[Named-object pointing records]

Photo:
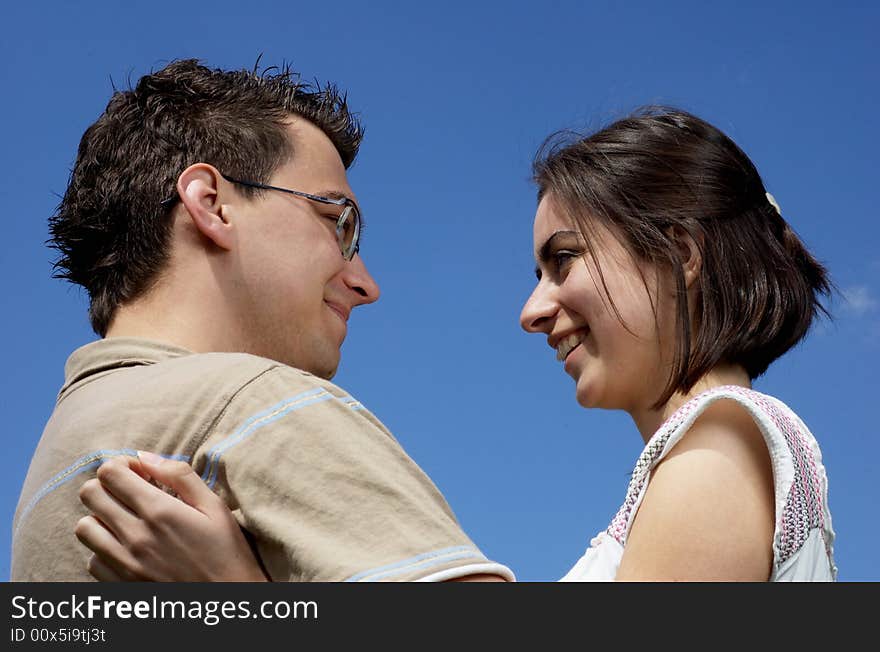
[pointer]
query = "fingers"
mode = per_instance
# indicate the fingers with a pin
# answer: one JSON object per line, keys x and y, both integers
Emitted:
{"x": 182, "y": 479}
{"x": 128, "y": 488}
{"x": 102, "y": 572}
{"x": 111, "y": 561}
{"x": 113, "y": 514}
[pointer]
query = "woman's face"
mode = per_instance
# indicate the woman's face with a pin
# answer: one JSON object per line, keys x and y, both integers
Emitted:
{"x": 617, "y": 362}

§ **EXERCISE**:
Rewrite all the records above, changing every "Emitted" to "Output" and keeping everything else the same. Leave the pictures out.

§ **RIGHT ANSWER**:
Photo:
[pointer]
query = "fingers"
mode = per_instance
# indicate the fingers with a pin
# answer: one JSON object per line, keys x and y, both integers
Output:
{"x": 182, "y": 479}
{"x": 128, "y": 488}
{"x": 102, "y": 572}
{"x": 111, "y": 561}
{"x": 113, "y": 514}
[pointer]
query = "woman's face"
mode = per_instance
# indicate the woman's face with a pin
# answer: one JSON object per line, keys x and y, both integers
Output:
{"x": 617, "y": 362}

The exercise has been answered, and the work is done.